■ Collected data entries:
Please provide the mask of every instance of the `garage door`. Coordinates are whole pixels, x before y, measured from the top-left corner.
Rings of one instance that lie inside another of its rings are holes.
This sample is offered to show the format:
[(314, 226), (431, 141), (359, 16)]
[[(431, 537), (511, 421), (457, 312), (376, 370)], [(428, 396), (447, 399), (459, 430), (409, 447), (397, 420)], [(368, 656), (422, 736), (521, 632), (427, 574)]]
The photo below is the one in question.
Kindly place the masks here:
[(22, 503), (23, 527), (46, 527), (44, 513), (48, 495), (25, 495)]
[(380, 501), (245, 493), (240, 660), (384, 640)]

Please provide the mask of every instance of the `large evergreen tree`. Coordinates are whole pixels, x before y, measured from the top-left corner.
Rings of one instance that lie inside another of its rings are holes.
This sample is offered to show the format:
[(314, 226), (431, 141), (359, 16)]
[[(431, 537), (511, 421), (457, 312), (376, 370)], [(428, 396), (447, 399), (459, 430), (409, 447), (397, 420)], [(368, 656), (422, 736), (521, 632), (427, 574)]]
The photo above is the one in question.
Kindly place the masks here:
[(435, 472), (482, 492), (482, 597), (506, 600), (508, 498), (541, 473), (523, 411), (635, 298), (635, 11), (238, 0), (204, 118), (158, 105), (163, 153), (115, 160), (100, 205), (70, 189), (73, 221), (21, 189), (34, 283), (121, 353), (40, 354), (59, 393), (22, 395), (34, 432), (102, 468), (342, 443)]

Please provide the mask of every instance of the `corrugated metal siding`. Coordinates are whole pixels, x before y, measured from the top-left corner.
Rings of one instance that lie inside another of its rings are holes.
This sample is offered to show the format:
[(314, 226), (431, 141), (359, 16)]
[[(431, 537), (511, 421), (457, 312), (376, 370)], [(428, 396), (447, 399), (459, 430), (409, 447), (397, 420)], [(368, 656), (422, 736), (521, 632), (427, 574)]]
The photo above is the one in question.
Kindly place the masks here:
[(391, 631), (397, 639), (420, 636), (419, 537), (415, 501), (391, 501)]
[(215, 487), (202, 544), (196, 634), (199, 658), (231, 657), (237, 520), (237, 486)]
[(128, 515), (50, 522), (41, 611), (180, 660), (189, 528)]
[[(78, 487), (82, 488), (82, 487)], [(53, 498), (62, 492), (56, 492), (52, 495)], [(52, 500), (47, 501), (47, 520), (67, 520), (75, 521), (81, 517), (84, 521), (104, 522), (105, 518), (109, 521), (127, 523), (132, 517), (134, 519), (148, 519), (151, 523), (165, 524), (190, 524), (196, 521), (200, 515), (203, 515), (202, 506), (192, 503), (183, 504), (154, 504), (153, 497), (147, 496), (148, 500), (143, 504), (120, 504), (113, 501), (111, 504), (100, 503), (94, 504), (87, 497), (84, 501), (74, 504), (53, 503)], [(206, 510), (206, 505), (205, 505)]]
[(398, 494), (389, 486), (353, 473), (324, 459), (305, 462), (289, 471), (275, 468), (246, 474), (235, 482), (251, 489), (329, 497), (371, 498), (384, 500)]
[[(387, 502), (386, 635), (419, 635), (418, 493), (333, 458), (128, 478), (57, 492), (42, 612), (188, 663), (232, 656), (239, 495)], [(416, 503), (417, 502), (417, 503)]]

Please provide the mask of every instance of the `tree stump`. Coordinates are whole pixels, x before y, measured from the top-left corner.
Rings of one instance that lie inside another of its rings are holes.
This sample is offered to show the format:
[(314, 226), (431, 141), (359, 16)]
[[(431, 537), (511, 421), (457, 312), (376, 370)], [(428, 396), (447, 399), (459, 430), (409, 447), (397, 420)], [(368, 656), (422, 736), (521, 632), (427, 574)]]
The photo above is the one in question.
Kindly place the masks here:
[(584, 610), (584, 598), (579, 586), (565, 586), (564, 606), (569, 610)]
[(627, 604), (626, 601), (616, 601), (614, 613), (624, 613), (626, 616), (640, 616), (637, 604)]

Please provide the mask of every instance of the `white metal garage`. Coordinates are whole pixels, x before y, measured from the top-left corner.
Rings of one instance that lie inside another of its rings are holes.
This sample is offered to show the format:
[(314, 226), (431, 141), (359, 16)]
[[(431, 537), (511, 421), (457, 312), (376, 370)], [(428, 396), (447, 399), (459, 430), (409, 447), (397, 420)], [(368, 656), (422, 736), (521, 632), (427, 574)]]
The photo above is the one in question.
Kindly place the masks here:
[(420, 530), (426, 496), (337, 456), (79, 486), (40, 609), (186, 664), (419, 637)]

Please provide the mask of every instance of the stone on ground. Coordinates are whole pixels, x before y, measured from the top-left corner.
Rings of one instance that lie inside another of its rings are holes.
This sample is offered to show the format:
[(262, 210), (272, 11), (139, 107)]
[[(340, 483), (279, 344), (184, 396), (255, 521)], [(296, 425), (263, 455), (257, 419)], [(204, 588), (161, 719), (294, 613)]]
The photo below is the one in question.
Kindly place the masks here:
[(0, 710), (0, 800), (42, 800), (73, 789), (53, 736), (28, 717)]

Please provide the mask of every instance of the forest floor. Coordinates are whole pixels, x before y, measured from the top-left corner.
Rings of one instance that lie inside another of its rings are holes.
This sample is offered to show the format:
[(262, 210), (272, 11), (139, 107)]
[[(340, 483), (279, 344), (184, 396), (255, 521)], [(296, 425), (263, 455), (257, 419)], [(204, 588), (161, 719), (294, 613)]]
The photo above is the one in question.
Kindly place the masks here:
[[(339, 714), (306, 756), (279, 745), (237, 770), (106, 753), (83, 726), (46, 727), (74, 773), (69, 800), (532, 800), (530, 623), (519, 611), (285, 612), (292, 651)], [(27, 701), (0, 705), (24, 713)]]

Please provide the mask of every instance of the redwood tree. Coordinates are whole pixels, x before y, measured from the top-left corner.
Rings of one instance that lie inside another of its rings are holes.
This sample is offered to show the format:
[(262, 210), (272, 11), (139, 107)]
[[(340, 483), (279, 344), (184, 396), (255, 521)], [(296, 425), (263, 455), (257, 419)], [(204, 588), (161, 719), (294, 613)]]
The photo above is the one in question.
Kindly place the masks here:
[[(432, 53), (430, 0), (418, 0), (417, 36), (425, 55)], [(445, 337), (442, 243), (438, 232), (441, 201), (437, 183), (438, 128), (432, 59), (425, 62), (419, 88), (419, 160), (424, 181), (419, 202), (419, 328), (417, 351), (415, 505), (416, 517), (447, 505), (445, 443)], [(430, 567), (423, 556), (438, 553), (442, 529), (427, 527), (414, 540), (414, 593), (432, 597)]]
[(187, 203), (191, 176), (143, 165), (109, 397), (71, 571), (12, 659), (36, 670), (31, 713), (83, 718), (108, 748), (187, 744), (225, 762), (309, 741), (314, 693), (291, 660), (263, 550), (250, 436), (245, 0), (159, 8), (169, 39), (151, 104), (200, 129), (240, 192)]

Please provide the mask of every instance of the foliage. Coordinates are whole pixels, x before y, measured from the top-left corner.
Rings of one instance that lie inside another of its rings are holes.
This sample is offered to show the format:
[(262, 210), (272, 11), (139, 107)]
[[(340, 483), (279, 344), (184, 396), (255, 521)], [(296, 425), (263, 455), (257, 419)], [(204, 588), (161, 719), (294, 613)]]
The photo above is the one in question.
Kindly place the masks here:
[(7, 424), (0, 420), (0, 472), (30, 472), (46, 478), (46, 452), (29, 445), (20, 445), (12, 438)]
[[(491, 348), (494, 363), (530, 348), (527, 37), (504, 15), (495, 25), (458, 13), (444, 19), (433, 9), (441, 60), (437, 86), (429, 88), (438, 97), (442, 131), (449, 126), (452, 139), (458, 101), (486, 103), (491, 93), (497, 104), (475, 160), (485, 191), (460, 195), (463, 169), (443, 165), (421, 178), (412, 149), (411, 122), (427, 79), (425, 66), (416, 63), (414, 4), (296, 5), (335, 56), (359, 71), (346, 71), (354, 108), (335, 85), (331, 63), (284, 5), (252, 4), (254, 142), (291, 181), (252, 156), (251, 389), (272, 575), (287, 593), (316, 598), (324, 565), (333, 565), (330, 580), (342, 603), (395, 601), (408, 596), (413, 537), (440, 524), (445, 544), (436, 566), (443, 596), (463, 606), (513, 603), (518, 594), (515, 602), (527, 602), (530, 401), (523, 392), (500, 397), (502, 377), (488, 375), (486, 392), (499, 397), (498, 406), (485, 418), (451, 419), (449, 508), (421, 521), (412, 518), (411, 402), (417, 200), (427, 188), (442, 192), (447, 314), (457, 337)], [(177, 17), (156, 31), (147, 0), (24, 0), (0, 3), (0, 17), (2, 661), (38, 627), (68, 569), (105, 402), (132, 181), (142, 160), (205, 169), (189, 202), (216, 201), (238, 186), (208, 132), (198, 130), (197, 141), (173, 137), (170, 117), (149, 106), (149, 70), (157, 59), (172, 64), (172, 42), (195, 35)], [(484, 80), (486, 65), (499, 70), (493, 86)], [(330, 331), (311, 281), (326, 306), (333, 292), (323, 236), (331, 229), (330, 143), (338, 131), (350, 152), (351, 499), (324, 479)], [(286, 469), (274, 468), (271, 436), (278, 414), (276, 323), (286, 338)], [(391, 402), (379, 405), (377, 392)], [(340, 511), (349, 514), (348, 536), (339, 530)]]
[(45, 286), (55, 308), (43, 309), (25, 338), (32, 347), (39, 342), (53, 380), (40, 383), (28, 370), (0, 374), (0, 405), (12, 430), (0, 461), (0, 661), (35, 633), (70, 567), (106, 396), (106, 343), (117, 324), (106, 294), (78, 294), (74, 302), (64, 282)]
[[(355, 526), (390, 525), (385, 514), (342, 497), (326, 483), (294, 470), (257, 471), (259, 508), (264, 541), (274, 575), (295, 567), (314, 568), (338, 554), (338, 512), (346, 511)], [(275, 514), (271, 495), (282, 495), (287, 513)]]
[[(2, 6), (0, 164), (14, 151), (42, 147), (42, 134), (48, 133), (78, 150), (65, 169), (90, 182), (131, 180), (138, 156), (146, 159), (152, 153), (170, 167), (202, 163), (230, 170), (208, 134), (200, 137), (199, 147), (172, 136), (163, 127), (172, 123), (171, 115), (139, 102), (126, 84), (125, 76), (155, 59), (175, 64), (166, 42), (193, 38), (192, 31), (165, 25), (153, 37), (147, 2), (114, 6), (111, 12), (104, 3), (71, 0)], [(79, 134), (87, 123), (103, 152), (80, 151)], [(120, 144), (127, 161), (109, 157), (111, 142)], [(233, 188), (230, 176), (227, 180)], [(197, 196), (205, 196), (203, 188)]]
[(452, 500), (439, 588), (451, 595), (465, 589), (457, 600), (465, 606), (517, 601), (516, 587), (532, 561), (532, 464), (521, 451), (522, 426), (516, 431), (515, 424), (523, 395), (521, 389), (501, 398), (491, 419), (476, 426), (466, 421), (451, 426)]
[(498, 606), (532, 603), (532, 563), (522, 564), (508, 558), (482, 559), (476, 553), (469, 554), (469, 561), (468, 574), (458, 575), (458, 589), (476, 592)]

■ Task instructions:
Collect every line above that contains the word "tree".

■ Output of the exercise:
Please provide the mask of every instance of the `large evergreen tree`. Coordinates are whole pixels, x before y, measured from the top-left corner.
Please provide the mask of every instance of the `tree stump`. Coordinates are whole pixels, x before y, measured from the top-left corner.
Please provide the mask of every instance of the redwood tree. Coordinates are whole pixels, x before y, measured from the top-left corner.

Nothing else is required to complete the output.